WHAT TO PRODUCE: Can you rewrite all the entries so that every "yoga mat" becomes "exercise mat" and nothing else changes?

EXERCISE DATA:
....
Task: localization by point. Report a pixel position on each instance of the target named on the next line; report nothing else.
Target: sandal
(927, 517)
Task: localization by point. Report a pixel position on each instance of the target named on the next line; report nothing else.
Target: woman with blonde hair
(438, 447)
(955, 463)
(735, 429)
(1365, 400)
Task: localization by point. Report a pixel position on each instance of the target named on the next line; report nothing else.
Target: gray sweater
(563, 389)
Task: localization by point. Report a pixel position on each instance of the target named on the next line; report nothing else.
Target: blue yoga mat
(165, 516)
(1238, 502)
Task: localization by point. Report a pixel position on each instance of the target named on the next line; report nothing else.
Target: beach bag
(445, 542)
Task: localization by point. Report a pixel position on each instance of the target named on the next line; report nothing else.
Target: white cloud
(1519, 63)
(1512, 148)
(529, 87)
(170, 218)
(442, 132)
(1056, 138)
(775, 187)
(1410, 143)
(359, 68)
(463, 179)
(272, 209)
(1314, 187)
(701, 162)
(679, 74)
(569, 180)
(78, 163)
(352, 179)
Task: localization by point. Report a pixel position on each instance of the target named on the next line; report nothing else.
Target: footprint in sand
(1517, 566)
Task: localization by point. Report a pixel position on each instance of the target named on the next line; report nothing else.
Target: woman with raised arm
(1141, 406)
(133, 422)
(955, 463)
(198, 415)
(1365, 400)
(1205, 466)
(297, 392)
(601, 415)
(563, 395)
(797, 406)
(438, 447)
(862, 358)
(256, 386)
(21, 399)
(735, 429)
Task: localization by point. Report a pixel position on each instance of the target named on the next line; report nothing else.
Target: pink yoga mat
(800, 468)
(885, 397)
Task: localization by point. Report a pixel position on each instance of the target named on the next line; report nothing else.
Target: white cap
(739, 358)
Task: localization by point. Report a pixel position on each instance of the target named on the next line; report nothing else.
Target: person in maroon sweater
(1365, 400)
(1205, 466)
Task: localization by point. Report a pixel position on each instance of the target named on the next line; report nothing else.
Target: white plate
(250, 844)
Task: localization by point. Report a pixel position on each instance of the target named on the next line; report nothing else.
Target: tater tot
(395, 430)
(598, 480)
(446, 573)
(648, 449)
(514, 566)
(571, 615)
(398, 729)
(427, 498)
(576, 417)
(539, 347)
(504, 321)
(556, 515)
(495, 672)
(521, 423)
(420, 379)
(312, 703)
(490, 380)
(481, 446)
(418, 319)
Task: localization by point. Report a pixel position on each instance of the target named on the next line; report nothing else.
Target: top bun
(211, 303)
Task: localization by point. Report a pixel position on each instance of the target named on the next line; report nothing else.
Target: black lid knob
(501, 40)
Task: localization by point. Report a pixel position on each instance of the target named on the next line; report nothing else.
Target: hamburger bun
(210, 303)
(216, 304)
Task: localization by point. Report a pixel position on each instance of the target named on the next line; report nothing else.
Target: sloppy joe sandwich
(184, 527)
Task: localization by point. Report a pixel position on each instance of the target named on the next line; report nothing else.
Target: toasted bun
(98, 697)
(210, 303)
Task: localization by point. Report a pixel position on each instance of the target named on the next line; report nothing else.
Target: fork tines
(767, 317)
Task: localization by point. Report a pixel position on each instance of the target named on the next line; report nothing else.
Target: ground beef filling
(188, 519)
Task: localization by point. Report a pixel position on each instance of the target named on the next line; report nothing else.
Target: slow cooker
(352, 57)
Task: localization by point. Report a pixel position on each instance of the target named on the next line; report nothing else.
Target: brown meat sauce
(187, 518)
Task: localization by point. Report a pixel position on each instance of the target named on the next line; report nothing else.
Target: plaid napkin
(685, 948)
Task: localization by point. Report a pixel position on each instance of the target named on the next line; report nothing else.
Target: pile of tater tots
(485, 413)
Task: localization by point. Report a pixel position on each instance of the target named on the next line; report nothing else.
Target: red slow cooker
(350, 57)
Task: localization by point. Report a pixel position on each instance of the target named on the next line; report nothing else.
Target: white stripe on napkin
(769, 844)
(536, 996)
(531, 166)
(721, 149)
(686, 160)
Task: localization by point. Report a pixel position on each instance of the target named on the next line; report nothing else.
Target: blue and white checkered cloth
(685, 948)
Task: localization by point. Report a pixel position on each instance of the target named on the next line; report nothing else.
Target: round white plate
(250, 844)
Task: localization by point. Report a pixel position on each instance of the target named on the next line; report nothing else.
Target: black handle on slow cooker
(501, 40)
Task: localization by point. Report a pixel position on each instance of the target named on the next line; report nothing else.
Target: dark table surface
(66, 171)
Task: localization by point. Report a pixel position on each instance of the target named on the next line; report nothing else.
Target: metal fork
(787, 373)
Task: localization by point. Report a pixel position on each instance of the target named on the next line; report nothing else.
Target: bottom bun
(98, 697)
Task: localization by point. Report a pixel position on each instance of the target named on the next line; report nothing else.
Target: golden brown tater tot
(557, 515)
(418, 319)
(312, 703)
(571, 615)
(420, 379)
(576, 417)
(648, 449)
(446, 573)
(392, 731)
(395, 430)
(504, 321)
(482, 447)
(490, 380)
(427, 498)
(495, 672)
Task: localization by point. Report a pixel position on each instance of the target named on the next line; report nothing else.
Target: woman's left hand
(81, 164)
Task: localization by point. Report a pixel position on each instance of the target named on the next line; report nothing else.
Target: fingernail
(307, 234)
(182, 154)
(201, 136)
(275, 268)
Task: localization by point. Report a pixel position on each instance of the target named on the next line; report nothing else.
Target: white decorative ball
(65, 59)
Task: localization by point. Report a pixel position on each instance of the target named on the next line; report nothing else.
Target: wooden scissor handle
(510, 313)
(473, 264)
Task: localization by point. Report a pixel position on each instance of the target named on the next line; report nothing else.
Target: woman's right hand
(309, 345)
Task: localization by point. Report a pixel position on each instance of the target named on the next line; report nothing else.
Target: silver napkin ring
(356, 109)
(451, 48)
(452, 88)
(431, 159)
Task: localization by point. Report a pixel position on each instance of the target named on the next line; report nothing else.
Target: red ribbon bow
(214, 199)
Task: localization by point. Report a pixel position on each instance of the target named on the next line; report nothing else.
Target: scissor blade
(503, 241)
....
OUTPUT BELOW:
Task: localization by point. Report a pixel position on each instance of the target named on the next line; report nothing else.
Target: sandal
(927, 517)
Task: localization by point. Report a pixel position on each instance of the target named on the next line; report nothing else.
Target: woman with blonde hair
(438, 447)
(955, 463)
(735, 429)
(1365, 400)
Task: localization by point. Report a pixel position on each instance of the target named on the next line; report nothing else.
Target: gray sweater
(563, 389)
Task: localization by point. Report a pixel position on each instance of the target named on the next line; report nothing else.
Target: blue exercise mat
(165, 516)
(1238, 502)
Task: localization by point. Report a pixel position on each instance of the target named on the next line; report nothing else.
Target: beach bag
(445, 542)
Task: localization by point. Report a pixel position on each instance of the target named on the next line; report nothing else.
Target: white cloud
(1519, 63)
(1512, 148)
(529, 87)
(170, 218)
(442, 132)
(1056, 138)
(775, 187)
(1410, 143)
(359, 68)
(463, 179)
(272, 209)
(1314, 187)
(701, 162)
(679, 74)
(569, 180)
(78, 163)
(352, 179)
Task: localization by point. Report a pixel position on each instance of the target named on the next line; report nothing else.
Target: footprint in sand
(1517, 566)
Task: localization by point. Report a pixel position on each instance of the target named on the next line; report nothing else.
Target: woman with raised arm
(1141, 406)
(133, 422)
(955, 463)
(198, 415)
(1365, 400)
(1205, 466)
(297, 392)
(601, 415)
(563, 395)
(797, 406)
(438, 447)
(862, 358)
(256, 386)
(21, 399)
(735, 429)
Task: localization by point. Report a pixel position on each instance of the target named on the next line; report nothing else.
Target: pink exercise mat
(800, 468)
(885, 397)
Task: localization by point. Report a pixel position on each instance of the target named on the next line; report nothing else.
Target: white cap
(739, 358)
Task: localization by point. Report a pixel position on each instance of the target named on the next line; report nothing else.
Target: person in maroon sweater
(1365, 400)
(1205, 466)
Task: localization by point. Report a pixel position on each instance of the target named on the next line; report nothing else.
Target: white plate
(250, 844)
Task: localization by point. Report a pixel position on each instance of the target named on the next line; report nothing else.
Target: tater tot
(395, 430)
(598, 480)
(446, 573)
(648, 449)
(514, 566)
(571, 615)
(398, 729)
(427, 498)
(576, 417)
(539, 347)
(504, 321)
(556, 515)
(495, 672)
(521, 423)
(420, 379)
(312, 703)
(490, 380)
(481, 446)
(418, 319)
Task: localization by point. Report a pixel position on each instance of the target named on the next line; report nothing else.
Target: top bun
(211, 303)
Task: localization by point. Report a pixel position on each instance of the target named on the next line; report nothing else.
Target: black lid knob
(501, 40)
Task: localization by point. Report a pixel position on each instance of the target named on the next line; report nothing else.
Target: hamburger bun
(210, 303)
(216, 304)
Task: localization by point. Report a pixel position on each instance of the target named on the next line; report nothing else.
Target: sloppy joe sandwich
(184, 527)
Task: localization by point. Report a pixel position on each instance of the target named on the next line; report nothing else.
Target: toasted bun
(98, 697)
(210, 303)
Task: localization by point. Report a pixel position on each instance of the target named on the next line; report nothing else.
Target: fork tines
(767, 317)
Task: localization by point. Report a pixel position on each instance of the target named on the next line; report nothing else.
Target: ground beef filling
(188, 519)
Task: localization by point. Report a pixel position on each instance of the target named on the next line; report nothing else.
Target: slow cooker
(352, 57)
Task: localization by point. Report a pixel position on each instance of the target named on the next line; report nothing else.
Target: brown meat sauce
(187, 518)
Task: localization by point. Report a pixel position on each instance of the target named on the next line; report nothing else.
Target: plaid napkin
(685, 948)
Task: localization by point. Report a pixel position on each instance of the target named on the next line; report nothing else.
Target: pile of tater tots
(485, 413)
Task: localization by point. Report a pixel position on each instance of the target named on the next line; report nothing else.
Target: red slow cooker
(350, 57)
Task: localization by point. Report a pixel position on each instance of the target named on the next line; report nothing else.
Target: white stripe on napkin
(769, 844)
(536, 996)
(531, 166)
(721, 149)
(686, 160)
Task: localization by point. Report a pixel position on each instance of the target named on the next line; report nothing else.
Target: blue and white checkered cloth
(685, 948)
Task: localization by point. Report a pixel position on each instance of the target named on the next line; report nothing else.
Target: round white plate
(250, 844)
Task: localization by point. Report a pixel position on each instance of the target named on the next line; report nothing else.
Target: black handle on slow cooker
(501, 40)
Task: localization by point. Report a pixel position on each instance of the target named on the next line; report nothing else.
Target: dark table surface
(66, 171)
Task: localization by point. Report a pixel position on each instance of the target named on the next line; report nothing else.
Target: metal fork
(787, 373)
Task: localization by point. Report a pixel position on each instance of the target named on the next line; report nothing else.
Target: bottom bun
(98, 697)
Task: localization by point. Report a pixel position on each instance of the target named on the next line; report nothing else.
Target: golden brown tater tot
(557, 515)
(418, 319)
(312, 703)
(571, 615)
(420, 379)
(576, 417)
(648, 449)
(446, 573)
(392, 731)
(395, 430)
(504, 321)
(482, 447)
(490, 380)
(427, 498)
(495, 672)
Task: localization by point. Report a pixel position on each instance of the target named on the next line; report nothing else.
Target: woman's left hand
(81, 164)
Task: localization by point. Report a pixel position on each instance of the target named on the next line; report nothing else.
Target: fingernail
(307, 234)
(182, 154)
(201, 136)
(275, 268)
Task: localization by point. Report a pixel position on each instance of the target named on the next line; report nothing else.
Target: white decorative ball
(65, 59)
Task: localization by point. Report a pixel position on each instance of the target named on the next line; report nothing else.
Target: wooden scissor handle
(510, 313)
(473, 264)
Task: localization by point. Report a pixel position on each instance of the target named on the next line; report nothing else.
Target: woman's right hand
(309, 345)
Task: localization by point. Report a pixel position on each instance of the target named on the next line; report nothing else.
Target: silver napkin ring
(356, 109)
(451, 48)
(452, 88)
(431, 159)
Task: localization by point. Report a pixel position on each instance of the target named on the next line; report nothing else.
Target: red ribbon bow
(214, 199)
Task: localization by point. Report a pixel position on each instance of the target named on the next line; report nothing else.
Target: scissor blade
(503, 241)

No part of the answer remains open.